AIM: Set down the material below word for word, excluding the pictures.
─── EXERCISE DATA ───
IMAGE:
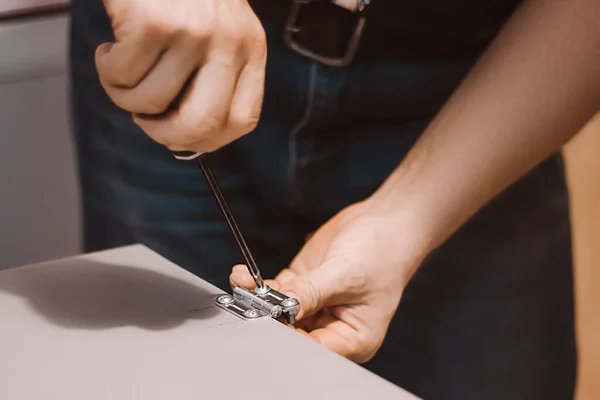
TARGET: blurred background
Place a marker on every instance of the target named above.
(39, 202)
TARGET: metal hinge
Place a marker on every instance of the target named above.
(255, 304)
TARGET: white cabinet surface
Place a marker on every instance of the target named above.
(11, 6)
(39, 204)
(127, 324)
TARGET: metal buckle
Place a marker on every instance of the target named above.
(256, 304)
(291, 28)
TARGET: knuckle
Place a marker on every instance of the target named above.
(355, 281)
(202, 30)
(243, 122)
(361, 348)
(312, 294)
(231, 34)
(258, 43)
(202, 127)
(152, 106)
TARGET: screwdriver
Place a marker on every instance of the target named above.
(231, 223)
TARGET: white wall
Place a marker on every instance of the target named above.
(39, 204)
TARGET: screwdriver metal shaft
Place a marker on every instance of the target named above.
(233, 226)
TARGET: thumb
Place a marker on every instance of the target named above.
(317, 289)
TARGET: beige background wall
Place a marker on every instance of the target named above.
(583, 171)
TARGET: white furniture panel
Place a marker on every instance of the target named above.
(39, 204)
(12, 6)
(127, 324)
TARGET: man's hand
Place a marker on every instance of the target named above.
(349, 278)
(191, 71)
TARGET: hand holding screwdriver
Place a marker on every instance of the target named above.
(208, 54)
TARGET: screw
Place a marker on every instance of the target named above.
(225, 299)
(276, 311)
(290, 301)
(250, 314)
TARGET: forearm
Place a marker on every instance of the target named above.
(532, 90)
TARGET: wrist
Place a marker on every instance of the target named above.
(403, 224)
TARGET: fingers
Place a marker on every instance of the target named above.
(242, 278)
(329, 285)
(191, 74)
(124, 64)
(201, 121)
(156, 91)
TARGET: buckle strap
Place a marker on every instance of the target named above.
(292, 28)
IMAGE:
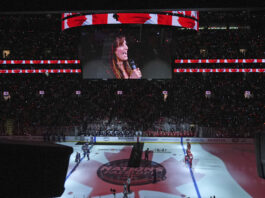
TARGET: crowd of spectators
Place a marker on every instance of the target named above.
(142, 106)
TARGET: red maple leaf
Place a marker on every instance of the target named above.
(133, 17)
(176, 174)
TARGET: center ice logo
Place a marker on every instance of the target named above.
(117, 172)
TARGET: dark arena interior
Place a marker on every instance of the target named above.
(144, 99)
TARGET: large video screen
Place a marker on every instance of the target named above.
(128, 45)
(124, 53)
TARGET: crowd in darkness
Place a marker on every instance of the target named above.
(142, 105)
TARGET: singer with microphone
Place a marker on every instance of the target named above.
(120, 66)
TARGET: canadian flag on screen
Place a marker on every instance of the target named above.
(186, 19)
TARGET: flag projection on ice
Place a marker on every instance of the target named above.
(184, 19)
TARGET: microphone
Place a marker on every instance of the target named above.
(132, 63)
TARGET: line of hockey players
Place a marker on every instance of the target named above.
(188, 156)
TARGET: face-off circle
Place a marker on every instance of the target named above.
(117, 172)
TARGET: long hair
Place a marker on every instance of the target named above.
(118, 41)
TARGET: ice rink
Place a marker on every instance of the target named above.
(220, 170)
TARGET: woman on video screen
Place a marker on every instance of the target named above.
(119, 60)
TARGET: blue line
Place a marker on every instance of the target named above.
(191, 172)
(69, 174)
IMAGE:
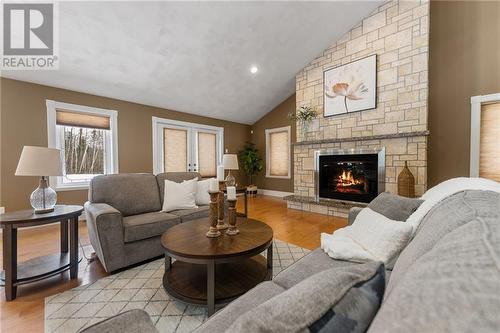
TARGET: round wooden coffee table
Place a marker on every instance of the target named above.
(214, 271)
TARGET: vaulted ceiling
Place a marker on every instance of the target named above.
(194, 57)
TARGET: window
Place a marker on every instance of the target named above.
(278, 152)
(485, 137)
(87, 138)
(181, 146)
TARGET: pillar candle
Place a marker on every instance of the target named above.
(231, 193)
(220, 173)
(213, 186)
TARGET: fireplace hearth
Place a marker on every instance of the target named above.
(350, 175)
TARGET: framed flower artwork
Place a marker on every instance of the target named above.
(351, 87)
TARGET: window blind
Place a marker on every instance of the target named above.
(68, 118)
(207, 166)
(175, 150)
(279, 153)
(489, 151)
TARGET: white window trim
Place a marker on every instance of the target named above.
(161, 123)
(268, 152)
(475, 129)
(54, 139)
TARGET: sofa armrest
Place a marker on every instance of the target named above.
(353, 212)
(128, 321)
(105, 227)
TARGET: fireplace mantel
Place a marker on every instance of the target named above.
(363, 138)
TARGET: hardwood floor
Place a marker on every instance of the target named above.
(25, 313)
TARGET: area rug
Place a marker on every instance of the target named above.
(138, 288)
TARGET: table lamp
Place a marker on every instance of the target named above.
(42, 162)
(230, 162)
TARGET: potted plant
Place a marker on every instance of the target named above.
(304, 115)
(251, 164)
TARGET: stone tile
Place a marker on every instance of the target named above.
(88, 310)
(124, 295)
(168, 324)
(66, 311)
(174, 308)
(189, 323)
(155, 308)
(111, 309)
(72, 325)
(105, 295)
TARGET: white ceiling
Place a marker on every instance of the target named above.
───
WRITTEN SOLUTION:
IMAGE:
TARGET: blurred background
Place a marker on every instance of the target named above.
(39, 202)
TARGET: metal hinge
Place a marker on every instance of the target named above.
(255, 304)
TARGET: white cabinet surface
Place a marker on every instance of the target named above.
(11, 6)
(39, 204)
(127, 324)
TARGET: metal buckle
Place a marker on every instance of the target named above.
(256, 304)
(291, 28)
TARGET: knuckle
Place a marker on every instance of the target named above.
(355, 281)
(202, 30)
(243, 122)
(361, 348)
(312, 294)
(231, 34)
(258, 43)
(202, 127)
(152, 106)
TARGET: screwdriver
Place a marker on every instance of the target named above.
(231, 223)
TARGET: white wall
Place a marker on every instance of the target named above.
(39, 204)
TARGET: screwdriver metal shaft
Place a marker on every instance of the target named above.
(233, 226)
TARGET: thumb
Place a marker on every instance of the target named above.
(317, 289)
TARGET: beige background wall
Place a marker on every instance of the target named above.
(583, 171)
TARGET: white furniture panel
Place a marker on every instance of the target named above.
(39, 204)
(12, 6)
(127, 324)
TARGET: man's hand
Place a marker on every instance of the target named above.
(349, 278)
(191, 71)
TARGET: hand holding screwdriver
Place a marker on every instance of the target named above.
(208, 54)
TARGET: screw
Place a marker on every instance of the target named above.
(225, 299)
(276, 311)
(290, 301)
(250, 314)
TARGET: forearm
Place a marker on every instance of the target named above.
(532, 90)
TARGET: wrist
Place a marker on every instance of the target named above.
(403, 224)
TARGET: fingers
Place a marker on every instance of the target named above.
(242, 278)
(329, 285)
(191, 74)
(124, 64)
(201, 121)
(156, 91)
TARGET: buckle strap
Place a marker on every instance of the target named above.
(292, 28)
IMAGE:
TARGET: crowd of spectators
Place a marker on every instance of the target named above.
(142, 106)
TARGET: red maple leaf
Place a marker on every instance of the target named above.
(133, 17)
(176, 174)
TARGET: center ice logo
Place a marker on every instance of the target named above.
(117, 172)
TARGET: dark arena interior
Place a marker on every instance of the target named above.
(144, 99)
TARGET: large video screen
Place a marker on every instance of the target named above.
(128, 45)
(124, 53)
TARGET: crowd in darkness
Place a marker on every instance of the target named above.
(142, 105)
TARGET: singer with microphone
Place a marker on every instance of the target named above.
(120, 66)
TARGET: canadian flag on screen
Place a marker on every instance of the target named above.
(186, 19)
TARGET: flag projection on ice
Place a marker on every instance of the target named above.
(184, 19)
TARGET: microphone
Place a marker on every instance of the target named above.
(132, 63)
TARGET: line of hockey players
Place a marker on every instance of the target named above.
(188, 156)
TARGET: face-off circle
Place a marker on every instance of the target named above.
(117, 172)
TARGET: long hair
Place a marker on every instance of the target named above.
(118, 41)
TARGET: ice rink
Place a marker on every instance of the target named above.
(220, 170)
TARGET: woman on video screen
Place a marker on every instance of the target named above.
(119, 60)
TARGET: blue line
Place a marker on every instance of the target named above.
(191, 172)
(69, 174)
IMAGE:
TARGET: round wooden coffee table
Place a marker on every instance of the target named above.
(214, 271)
TARGET: vaulted ceiling
Place a marker on every instance of the target named above.
(194, 57)
TARGET: window
Place a marker on every instance of the target named above.
(278, 152)
(485, 137)
(87, 138)
(181, 146)
TARGET: pillar candle
Place a marker on every instance of the target named above.
(231, 193)
(220, 173)
(213, 186)
TARGET: fireplace hearth
Place a marker on every instance of the target named above.
(350, 175)
TARGET: framed flower artwork
Place a marker on every instance of the target named above.
(351, 87)
TARGET: window blind
Place a marker on every instance of the target named above.
(68, 118)
(207, 166)
(175, 150)
(279, 153)
(489, 151)
TARGET: white window trim
Place a marker on every instance of the target named above.
(161, 123)
(268, 152)
(475, 129)
(54, 139)
TARGET: sofa armrest
Place a marker on every instance of the target named above.
(353, 212)
(128, 321)
(105, 227)
TARGET: fireplace mantel
Place a marker on every instance of the target named above.
(363, 138)
TARGET: hardwood floor
Place a marker on every instance of the target named above.
(25, 313)
TARGET: area rug
Place a marker on every instance of the target named above.
(138, 288)
TARGET: table lamp
Place a marker on every instance of the target named above.
(42, 162)
(230, 162)
TARGET: potted plant
Place a marker on every instance of the target named above.
(304, 115)
(251, 164)
TARGET: stone tile
Place a marker on every instance of the target named above.
(88, 310)
(124, 295)
(168, 324)
(66, 311)
(174, 308)
(189, 323)
(155, 308)
(111, 309)
(72, 325)
(105, 295)
TARGET: white ceiling
Place a marker on every instance of the target named above.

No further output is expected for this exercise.